Personal information
- Full name: Hasti Gul Abid
- Born: 1 January 1984 (age 42) Nangarhar Province, Afghanistan
- Batting: Right-handed
- Bowling: Right-arm medium
- Relations: Karim Sadiq (Brother)

International information
- National side: Afghanistan;
- ODI debut (cap 4): 19 April 2009 v Scotland
- Last ODI: 1 September 2009 v Netherlands
- ODI shirt no.: 6

Domestic team information
- 2007: Sebastianites Cricket and Athletic Club

Career statistics
| Competition | ODI | LA |
| Matches | 2 | 6 |
| Runs scored | 23 | 54 |
| Batting average | – | 18.00 |
| 100s/50s | –/– | –/– |
| Top score | 23* | 23* |
| Balls bowled | 114 | 258 |
| Wickets | 3 | 6 |
| Bowling average | 24.33 | 32.33 |
| 5 wickets in innings | – | – |
| 10 wickets in match | – | – |
| Best bowling | 2/48 | 2/48 |
| Catches/stumpings | –/– | –/– |
- Source: Cricinfo, 17 April 2010

= Hasti Gul =

Afghan cricketer

Hasti Gul Abid (born 1 January 1984) is an Afghan cricketer who has played for the Afghanistan national cricket team. Gul is a right-handed batsman who bowls right-arm medium pace.

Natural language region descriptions
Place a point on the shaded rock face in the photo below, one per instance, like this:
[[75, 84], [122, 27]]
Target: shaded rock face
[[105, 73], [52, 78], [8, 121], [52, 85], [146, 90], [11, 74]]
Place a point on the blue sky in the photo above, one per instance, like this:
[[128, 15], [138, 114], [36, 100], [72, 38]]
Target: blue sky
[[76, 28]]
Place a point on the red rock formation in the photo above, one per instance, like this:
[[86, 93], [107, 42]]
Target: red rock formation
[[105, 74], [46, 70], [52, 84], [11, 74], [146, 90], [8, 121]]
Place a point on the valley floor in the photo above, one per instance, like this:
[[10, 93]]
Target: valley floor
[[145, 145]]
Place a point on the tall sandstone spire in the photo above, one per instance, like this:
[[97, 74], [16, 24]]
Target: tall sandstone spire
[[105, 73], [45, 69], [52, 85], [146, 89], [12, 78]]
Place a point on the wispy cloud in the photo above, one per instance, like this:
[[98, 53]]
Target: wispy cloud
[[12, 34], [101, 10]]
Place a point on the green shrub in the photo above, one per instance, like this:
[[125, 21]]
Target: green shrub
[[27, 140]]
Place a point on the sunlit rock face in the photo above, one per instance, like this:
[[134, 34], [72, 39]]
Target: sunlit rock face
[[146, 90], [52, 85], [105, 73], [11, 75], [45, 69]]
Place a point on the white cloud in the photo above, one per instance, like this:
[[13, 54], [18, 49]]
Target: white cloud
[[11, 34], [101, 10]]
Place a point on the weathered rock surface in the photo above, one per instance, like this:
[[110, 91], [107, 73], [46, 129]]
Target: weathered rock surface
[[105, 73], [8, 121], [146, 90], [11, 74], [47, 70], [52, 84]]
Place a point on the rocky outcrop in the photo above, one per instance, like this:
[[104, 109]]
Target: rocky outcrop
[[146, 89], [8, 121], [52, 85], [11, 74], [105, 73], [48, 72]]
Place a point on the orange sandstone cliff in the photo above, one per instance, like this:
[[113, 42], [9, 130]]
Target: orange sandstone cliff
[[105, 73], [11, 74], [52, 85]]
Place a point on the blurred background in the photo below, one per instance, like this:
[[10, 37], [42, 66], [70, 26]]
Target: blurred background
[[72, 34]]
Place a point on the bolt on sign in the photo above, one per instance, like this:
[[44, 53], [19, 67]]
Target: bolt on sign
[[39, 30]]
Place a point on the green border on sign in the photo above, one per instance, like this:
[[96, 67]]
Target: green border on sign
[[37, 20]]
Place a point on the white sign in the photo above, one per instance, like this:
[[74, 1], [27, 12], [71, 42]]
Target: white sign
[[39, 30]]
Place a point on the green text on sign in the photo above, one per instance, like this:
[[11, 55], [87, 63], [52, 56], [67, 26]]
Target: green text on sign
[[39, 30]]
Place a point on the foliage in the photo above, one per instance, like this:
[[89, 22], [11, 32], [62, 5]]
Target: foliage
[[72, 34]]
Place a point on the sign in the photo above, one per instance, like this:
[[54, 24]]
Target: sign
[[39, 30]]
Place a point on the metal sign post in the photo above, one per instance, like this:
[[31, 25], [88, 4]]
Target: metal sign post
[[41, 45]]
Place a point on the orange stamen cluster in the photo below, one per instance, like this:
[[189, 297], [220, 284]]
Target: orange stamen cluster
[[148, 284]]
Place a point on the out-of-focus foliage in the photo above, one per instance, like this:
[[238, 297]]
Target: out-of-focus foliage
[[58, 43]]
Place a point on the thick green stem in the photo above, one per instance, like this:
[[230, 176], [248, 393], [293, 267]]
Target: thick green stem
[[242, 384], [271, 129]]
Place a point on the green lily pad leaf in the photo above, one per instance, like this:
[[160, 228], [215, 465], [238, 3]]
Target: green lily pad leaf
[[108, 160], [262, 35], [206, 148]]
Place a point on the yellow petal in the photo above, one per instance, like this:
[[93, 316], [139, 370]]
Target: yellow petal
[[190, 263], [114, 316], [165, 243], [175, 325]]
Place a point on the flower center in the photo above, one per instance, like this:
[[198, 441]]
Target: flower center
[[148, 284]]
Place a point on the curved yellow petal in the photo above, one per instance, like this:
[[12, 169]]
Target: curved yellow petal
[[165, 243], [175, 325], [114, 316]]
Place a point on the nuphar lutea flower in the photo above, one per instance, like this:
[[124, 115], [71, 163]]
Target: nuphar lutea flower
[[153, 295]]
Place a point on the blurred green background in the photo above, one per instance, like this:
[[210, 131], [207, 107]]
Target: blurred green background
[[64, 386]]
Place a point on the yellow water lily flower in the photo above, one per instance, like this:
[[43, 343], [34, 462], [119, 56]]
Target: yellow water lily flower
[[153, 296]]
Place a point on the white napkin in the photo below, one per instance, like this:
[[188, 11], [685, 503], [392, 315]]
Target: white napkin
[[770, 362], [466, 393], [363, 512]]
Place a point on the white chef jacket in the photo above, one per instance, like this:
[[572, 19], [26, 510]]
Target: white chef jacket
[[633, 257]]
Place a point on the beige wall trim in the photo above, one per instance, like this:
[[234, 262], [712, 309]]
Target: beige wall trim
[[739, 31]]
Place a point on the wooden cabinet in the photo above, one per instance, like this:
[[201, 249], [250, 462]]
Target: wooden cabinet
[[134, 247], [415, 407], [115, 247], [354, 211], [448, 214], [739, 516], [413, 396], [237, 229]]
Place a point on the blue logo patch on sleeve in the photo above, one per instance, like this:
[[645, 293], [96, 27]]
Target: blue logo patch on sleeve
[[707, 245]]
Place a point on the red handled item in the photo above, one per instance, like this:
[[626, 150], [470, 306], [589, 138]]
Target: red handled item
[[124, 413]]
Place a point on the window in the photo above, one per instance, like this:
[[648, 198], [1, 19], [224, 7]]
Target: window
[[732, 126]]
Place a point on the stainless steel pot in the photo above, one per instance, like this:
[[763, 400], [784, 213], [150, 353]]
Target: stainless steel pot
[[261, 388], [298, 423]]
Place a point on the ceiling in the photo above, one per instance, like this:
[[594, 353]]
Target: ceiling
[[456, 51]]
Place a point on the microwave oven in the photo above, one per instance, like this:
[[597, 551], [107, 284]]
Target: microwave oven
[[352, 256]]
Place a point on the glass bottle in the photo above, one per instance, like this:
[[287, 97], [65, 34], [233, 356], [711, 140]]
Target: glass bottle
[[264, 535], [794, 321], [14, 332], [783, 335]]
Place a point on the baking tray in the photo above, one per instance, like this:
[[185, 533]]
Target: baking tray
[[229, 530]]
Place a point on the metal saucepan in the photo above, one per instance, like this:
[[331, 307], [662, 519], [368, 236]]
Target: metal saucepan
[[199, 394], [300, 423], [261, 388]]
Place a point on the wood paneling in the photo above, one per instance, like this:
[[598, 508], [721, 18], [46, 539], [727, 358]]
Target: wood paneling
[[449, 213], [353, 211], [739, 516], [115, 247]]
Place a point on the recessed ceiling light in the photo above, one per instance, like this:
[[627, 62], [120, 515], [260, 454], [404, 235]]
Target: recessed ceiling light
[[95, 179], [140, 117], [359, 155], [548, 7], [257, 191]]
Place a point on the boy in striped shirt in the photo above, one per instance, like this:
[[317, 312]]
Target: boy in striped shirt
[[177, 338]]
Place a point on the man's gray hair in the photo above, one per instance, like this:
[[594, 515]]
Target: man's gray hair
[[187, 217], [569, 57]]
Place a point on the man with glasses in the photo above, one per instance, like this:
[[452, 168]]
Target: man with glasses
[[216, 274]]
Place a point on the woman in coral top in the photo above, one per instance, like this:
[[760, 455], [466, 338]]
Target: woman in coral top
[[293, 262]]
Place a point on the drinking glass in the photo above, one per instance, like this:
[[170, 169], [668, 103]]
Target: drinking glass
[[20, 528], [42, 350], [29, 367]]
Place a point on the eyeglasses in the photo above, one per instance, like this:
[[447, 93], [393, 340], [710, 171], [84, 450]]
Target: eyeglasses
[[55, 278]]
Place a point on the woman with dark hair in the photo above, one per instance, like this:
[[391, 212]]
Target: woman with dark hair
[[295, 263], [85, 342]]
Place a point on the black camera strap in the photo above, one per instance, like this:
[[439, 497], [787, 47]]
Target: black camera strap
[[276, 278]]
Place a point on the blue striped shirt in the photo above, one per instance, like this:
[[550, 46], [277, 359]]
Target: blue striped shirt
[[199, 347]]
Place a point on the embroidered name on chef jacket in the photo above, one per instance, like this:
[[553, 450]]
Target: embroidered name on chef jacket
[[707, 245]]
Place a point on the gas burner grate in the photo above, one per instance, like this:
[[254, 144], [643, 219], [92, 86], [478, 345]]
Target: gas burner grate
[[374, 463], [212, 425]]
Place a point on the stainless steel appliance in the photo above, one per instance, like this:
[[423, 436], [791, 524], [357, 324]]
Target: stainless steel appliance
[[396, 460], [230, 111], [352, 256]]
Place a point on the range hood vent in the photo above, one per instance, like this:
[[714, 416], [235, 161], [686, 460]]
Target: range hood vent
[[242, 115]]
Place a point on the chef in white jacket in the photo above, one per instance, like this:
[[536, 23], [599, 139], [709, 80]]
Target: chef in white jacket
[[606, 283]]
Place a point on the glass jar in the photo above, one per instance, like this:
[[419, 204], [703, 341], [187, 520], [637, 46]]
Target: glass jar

[Assigned task] Write out the Hasti Gul profile again, starting at "Hasti Gul Abid (born" and ending at "right-arm medium pace.", and substitute "left-handed batsman" for "right-handed batsman".

[Answer box]
Hasti Gul Abid (born 1 January 1984) is an Afghan cricketer who has played for the Afghanistan national cricket team. Gul is a left-handed batsman who bowls right-arm medium pace.